● EXERCISE AIM
Reproduce the listing below verbatim, from the line that contains "Could you point to the wooden table" through the last line of the listing.
-------- EXERCISE INPUTS --------
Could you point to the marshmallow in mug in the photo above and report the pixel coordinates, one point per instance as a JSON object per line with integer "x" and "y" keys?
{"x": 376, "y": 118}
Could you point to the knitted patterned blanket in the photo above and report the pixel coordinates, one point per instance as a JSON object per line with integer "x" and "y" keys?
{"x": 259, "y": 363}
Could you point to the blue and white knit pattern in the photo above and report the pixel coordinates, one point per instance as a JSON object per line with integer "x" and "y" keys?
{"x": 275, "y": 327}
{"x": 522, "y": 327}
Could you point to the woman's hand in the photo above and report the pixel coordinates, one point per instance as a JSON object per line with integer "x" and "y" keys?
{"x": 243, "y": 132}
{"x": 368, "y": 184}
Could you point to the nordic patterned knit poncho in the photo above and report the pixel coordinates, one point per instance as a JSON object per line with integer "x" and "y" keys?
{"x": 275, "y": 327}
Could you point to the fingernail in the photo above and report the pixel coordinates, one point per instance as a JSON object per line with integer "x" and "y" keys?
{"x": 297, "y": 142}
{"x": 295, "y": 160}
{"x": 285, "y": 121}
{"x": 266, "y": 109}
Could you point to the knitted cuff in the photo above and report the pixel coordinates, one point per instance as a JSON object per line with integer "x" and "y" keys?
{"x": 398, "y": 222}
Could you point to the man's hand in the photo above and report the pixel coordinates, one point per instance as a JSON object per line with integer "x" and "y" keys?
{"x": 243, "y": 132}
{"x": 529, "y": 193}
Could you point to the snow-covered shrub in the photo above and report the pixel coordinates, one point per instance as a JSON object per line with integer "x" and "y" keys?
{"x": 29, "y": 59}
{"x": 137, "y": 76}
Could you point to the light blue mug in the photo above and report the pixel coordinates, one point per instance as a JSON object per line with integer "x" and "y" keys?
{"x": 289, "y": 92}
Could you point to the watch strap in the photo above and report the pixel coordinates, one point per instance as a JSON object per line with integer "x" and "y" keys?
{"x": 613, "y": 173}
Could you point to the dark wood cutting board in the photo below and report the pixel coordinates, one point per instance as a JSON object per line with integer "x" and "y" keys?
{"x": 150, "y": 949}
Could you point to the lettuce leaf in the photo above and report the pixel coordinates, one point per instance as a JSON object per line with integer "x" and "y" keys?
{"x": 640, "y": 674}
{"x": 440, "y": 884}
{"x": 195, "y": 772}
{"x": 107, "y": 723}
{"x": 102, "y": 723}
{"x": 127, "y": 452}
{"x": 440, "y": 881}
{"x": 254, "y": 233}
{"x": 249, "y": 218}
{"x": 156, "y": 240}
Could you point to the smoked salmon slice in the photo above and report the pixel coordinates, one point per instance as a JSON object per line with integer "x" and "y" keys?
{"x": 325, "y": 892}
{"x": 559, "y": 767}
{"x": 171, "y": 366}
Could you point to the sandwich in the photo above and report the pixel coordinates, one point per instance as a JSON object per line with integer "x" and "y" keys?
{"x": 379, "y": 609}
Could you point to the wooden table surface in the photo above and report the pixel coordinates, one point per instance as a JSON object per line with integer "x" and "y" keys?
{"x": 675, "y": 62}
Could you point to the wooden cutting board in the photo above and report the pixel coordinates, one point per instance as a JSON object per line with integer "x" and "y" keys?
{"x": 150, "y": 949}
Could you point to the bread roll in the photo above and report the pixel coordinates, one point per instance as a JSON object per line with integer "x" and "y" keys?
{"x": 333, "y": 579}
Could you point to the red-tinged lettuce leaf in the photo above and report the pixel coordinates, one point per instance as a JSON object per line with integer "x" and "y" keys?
--------
● THE SOLUTION
Could you point to the wooden table surface in the photo above and report the pixel coordinates, one point per instance as a JSON object per line with integer "x" and "y" keys?
{"x": 675, "y": 62}
Could you point to the wooden cutting board in the photo above and report the pixel coordinates, one point per instance as a JSON object per line with integer "x" and "y" keys?
{"x": 150, "y": 949}
Could you point to the bread roll in the photo above and report the pixel coordinates, one point per instance as a JSON object per line with integer "x" and "y" keys?
{"x": 333, "y": 579}
Could you point to the red-tinged lettuce leaf in the photo above and report the pixel coordinates, one point per instance as a JSON object per line with integer "x" and "y" keys?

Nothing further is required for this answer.